**WHAT TO DO**
Retype the records below from their first line through the line containing "rough mask: <svg", and include nothing else.

**DATA**
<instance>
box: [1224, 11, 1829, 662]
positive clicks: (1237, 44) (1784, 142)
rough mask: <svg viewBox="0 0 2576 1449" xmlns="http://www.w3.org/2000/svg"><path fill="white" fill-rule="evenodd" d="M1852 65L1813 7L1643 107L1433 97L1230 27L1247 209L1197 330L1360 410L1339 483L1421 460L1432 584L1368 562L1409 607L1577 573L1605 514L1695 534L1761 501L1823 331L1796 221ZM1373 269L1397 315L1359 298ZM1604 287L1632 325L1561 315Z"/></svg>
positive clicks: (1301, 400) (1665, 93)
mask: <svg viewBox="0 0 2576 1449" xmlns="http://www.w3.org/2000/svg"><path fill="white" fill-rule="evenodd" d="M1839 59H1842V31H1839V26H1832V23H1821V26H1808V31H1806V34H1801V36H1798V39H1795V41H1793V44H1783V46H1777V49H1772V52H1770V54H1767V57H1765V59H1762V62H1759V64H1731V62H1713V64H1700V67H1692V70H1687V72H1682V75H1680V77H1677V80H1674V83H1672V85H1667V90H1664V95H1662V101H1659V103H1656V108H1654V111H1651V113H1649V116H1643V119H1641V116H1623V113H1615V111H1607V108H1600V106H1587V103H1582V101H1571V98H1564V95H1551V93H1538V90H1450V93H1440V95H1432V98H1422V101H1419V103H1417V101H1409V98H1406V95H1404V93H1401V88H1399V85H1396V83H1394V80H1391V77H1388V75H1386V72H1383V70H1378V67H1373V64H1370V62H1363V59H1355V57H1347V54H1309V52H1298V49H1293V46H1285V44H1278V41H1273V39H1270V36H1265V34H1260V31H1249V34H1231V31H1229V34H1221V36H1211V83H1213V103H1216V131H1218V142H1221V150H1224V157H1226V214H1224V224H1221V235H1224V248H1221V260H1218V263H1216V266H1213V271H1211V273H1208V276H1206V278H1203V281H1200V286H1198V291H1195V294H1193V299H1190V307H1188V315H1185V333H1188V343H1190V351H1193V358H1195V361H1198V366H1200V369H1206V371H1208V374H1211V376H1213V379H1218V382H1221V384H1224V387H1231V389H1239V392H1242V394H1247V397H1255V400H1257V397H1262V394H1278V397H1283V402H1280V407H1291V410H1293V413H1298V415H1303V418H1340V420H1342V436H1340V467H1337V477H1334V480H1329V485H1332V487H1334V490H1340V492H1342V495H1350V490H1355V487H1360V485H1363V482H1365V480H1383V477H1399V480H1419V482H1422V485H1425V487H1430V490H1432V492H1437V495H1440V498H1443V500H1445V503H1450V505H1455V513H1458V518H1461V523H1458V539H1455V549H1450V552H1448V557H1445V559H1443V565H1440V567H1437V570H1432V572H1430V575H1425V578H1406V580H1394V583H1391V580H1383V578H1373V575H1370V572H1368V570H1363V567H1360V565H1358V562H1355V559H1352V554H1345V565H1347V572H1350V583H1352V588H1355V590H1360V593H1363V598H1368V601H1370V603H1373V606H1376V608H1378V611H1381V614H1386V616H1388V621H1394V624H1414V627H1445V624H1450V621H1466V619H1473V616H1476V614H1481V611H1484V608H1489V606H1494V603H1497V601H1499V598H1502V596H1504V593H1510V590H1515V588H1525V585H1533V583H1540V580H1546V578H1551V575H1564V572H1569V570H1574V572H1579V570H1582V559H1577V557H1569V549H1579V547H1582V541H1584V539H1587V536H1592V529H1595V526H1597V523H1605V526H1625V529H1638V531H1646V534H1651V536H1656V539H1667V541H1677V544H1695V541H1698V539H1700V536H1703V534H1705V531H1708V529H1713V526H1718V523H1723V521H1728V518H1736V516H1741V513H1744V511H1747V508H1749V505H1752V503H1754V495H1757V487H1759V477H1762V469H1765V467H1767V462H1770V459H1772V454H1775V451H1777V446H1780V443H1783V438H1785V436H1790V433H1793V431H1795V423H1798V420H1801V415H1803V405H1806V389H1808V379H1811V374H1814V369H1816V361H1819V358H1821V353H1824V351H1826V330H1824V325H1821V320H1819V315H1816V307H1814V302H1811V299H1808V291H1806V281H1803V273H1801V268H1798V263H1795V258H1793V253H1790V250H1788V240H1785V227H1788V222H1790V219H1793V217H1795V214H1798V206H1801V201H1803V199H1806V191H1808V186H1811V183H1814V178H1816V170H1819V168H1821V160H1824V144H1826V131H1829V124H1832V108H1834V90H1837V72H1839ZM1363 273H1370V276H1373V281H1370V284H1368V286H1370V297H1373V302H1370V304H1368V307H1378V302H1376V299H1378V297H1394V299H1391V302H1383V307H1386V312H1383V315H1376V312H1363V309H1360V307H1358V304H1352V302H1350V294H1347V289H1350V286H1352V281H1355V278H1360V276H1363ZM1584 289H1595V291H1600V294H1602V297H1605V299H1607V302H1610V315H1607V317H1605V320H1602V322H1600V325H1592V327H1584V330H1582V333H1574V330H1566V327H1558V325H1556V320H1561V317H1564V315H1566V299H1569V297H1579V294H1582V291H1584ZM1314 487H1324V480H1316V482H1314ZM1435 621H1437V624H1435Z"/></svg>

**WORKED SOLUTION**
<instance>
box: [1224, 11, 1829, 662]
positive clicks: (1237, 44) (1784, 142)
rough mask: <svg viewBox="0 0 2576 1449" xmlns="http://www.w3.org/2000/svg"><path fill="white" fill-rule="evenodd" d="M1852 65L1813 7L1643 107L1433 97L1230 27L1247 209L1197 330L1360 410L1339 483L1421 460L1432 584L1368 562L1409 607L1577 573L1605 514L1695 534L1761 501L1823 331L1796 221ZM1373 269L1397 315L1359 298ZM1604 287L1632 325L1561 315Z"/></svg>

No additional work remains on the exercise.